**CONSIGNE A:** Recopiez le passage de l'extrait sur le « non-agir » compris entre « Ils ne font » et « être, tout simplement. », ces deux segments inclus.

**EXTRAIT SOURCE:**
---*---

« Je commence à comprendre le plaisir qu’éprouvent les vieux lorsqu’ils restent assis des heures sur un banc, sans rien faire, à l’ombre d’un platane, le regard au loin, silencieux, immobiles, les mains croisées », me disait François Mitterrand dans les derniers mois de sa vie. Lui, qui avait été si actif, comprenait les vertus du « non-agir ».
Ils ne font rien, mais ils sont.
Pour beaucoup de nos contemporains, le fait de ne rien faire est perçu comme un défaut ou une calamité, lorsque l’inaction est imposée. Rares sont ceux qui ont compris qu’en étant simplement là, assis, paisiblement, on goûte pleinement le présent, on a des chances « de percevoir ce qui lui en sa plus profonde intériorité, « quelque chose » qui l’effleure avec une extrême subtilité mais qui est rempli de cette qualité qu’on appelle le Numineux ». Ainsi Dürckheim tente-t-il de rendre compte de cette expérience du « non-agir », mais on sent bien combien il est difficile, tant il est ineffable, de faire comprendre aux agités que nous sommes le bonheur qu’on éprouve à être, tout simplement.

---*---

[Enregistrements du jeu de données]
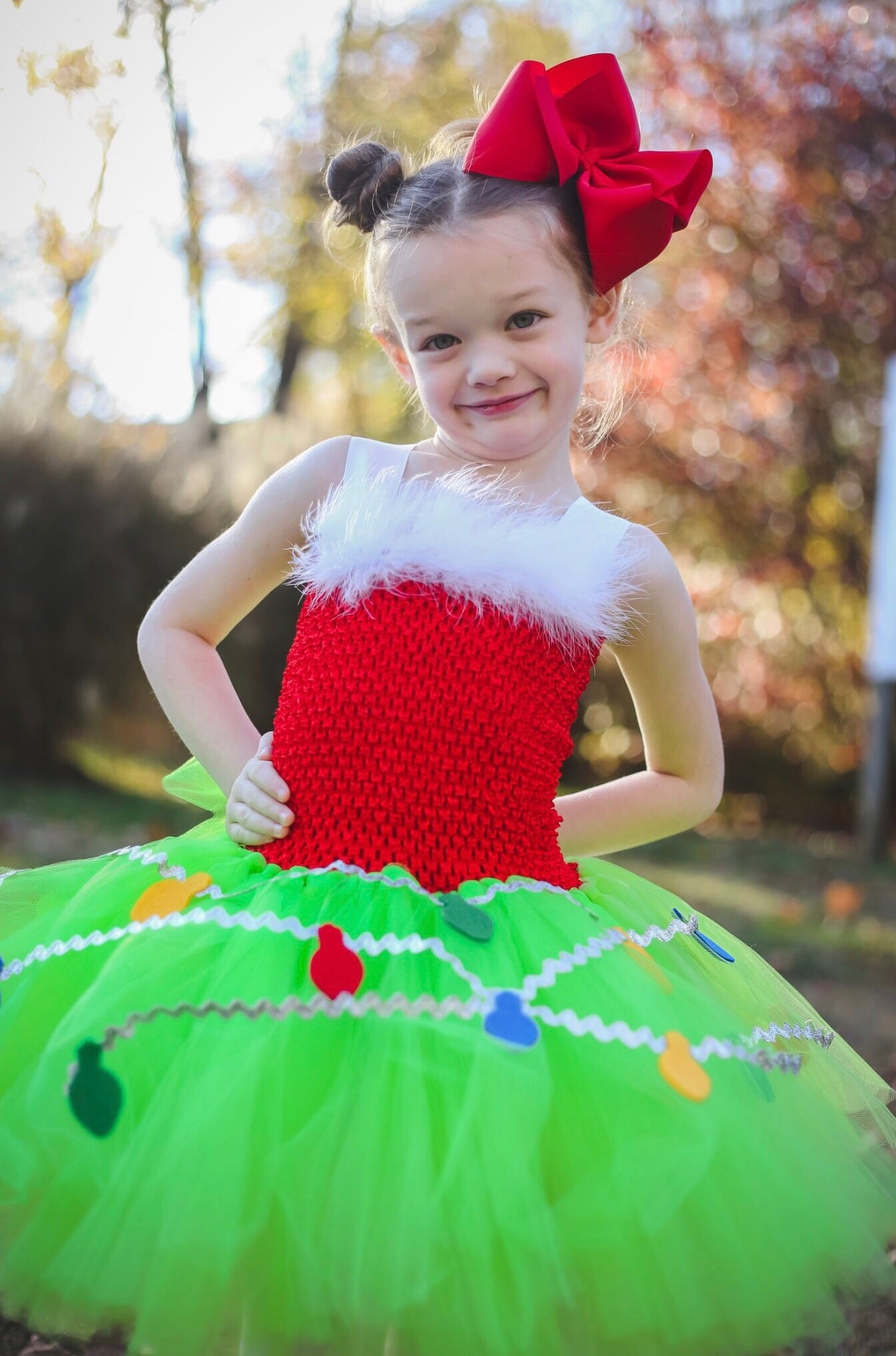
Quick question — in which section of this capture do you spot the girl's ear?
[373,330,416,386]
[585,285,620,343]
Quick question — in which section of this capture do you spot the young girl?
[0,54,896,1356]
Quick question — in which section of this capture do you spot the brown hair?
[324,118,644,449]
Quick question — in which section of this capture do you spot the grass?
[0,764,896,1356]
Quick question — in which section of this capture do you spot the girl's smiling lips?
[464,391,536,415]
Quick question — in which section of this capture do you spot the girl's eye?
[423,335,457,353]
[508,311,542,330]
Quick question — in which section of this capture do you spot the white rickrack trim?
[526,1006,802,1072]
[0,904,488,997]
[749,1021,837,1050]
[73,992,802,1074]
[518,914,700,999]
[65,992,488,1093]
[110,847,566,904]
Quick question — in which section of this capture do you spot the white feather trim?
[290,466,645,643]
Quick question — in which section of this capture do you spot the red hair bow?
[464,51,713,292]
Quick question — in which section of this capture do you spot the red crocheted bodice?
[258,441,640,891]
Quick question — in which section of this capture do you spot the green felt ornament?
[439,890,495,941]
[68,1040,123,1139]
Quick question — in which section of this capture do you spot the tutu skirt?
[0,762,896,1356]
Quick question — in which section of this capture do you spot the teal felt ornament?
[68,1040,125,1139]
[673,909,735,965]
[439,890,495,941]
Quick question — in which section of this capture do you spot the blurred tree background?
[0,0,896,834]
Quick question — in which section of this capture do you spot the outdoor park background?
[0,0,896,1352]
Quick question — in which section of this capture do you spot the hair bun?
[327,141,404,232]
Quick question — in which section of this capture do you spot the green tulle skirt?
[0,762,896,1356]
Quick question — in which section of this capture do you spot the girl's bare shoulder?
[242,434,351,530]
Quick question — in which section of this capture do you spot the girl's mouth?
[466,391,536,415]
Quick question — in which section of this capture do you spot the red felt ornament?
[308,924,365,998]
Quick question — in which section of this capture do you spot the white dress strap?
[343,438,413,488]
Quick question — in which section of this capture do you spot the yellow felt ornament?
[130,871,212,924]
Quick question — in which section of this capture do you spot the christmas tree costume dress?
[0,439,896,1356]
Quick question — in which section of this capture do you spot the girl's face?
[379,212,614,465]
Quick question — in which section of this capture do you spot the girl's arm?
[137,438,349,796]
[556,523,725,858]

---*---

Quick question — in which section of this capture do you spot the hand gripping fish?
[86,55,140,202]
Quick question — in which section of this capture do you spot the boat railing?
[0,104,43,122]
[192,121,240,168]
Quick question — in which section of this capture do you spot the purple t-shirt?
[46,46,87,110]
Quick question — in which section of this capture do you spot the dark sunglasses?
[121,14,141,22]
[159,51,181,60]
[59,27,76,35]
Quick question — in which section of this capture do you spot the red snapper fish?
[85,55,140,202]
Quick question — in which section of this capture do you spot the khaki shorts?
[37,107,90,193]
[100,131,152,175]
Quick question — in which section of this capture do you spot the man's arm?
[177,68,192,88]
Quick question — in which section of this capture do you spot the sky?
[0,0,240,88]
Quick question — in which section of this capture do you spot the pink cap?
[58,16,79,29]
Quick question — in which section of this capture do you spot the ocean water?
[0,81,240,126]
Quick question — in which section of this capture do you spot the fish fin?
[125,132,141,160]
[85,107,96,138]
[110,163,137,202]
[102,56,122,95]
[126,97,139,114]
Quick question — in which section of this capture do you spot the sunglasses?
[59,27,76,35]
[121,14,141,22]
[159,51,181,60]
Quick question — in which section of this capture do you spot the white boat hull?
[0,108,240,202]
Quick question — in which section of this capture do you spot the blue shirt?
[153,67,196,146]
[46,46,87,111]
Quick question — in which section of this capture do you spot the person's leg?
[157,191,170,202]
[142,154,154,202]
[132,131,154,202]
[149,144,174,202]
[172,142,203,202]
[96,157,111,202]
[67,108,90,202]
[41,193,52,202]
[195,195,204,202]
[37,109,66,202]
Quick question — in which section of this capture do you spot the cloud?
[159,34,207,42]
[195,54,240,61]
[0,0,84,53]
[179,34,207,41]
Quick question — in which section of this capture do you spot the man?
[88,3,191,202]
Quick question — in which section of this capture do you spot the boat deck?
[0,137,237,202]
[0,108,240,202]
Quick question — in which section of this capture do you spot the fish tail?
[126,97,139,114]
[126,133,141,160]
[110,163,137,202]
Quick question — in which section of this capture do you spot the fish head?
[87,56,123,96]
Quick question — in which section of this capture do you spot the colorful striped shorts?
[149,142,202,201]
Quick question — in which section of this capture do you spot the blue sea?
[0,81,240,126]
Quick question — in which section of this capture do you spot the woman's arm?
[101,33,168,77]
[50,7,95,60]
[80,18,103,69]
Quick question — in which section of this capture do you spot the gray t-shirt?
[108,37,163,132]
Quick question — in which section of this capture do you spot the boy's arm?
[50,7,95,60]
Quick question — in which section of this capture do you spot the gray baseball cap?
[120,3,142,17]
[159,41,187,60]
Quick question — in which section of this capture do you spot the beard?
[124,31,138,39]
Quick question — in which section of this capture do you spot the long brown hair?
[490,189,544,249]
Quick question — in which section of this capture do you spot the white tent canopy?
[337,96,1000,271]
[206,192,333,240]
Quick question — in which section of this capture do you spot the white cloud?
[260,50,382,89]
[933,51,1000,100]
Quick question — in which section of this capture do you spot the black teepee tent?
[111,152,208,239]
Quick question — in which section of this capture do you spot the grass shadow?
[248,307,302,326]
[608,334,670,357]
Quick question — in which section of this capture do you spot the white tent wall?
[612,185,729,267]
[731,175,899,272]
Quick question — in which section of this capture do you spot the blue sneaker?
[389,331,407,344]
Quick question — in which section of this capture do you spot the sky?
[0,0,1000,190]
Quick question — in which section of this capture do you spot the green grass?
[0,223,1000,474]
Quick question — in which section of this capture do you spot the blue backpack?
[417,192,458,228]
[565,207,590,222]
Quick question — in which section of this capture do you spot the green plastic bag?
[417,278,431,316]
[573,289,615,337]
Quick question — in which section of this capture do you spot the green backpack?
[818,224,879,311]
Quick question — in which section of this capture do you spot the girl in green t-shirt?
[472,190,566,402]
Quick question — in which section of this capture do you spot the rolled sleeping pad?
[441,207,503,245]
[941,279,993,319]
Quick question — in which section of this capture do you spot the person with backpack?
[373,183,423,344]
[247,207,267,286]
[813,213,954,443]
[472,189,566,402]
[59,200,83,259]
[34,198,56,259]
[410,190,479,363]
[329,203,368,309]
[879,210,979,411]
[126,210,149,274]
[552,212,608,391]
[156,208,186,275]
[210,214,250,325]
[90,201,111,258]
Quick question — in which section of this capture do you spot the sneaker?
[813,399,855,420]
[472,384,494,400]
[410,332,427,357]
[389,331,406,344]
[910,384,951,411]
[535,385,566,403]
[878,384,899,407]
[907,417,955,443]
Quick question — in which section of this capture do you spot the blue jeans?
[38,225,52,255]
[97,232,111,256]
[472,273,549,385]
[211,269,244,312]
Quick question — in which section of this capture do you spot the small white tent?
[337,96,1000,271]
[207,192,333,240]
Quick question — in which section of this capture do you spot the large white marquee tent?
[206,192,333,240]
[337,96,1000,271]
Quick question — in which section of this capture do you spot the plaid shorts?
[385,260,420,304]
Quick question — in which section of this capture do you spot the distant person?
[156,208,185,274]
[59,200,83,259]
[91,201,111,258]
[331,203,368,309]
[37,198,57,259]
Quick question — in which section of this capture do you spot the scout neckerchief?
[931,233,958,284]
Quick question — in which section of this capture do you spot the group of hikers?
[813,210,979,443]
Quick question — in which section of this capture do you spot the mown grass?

---*---

**CONSIGNE B:** Mettez sous forme de liste numérotée les lignes des enregistrements comprises entre celle qui contient « the girl's face? » et celle qui contient « [556,523,725,858] », toutes deux incluses, sans les lignes vides.

**RÉPONSE COMPLÈTE A:**
Ils ne font rien, mais ils sont.
Pour beaucoup de nos contemporains, le fait de ne rien faire est perçu comme un défaut ou une calamité, lorsque l’inaction est imposée. Rares sont ceux qui ont compris qu’en étant simplement là, assis, paisiblement, on goûte pleinement le présent, on a des chances « de percevoir ce qui lui en sa plus profonde intériorité, « quelque chose » qui l’effleure avec une extrême subtilité mais qui est rempli de cette qualité qu’on appelle le Numineux ». Ainsi Dürckheim tente-t-il de rendre compte de cette expérience du « non-agir », mais on sent bien combien il est difficile, tant il est ineffable, de faire comprendre aux agités que nous sommes le bonheur qu’on éprouve à être, tout simplement.

**RÉPONSE COMPLÈTE B:**
1. Quick question — in which section of this capture do you spot the girl's face?
2. [379,212,614,465]
3. Quick question — in which section of this capture do you spot the girl's arm?
4. [137,438,349,796]
5. [556,523,725,858]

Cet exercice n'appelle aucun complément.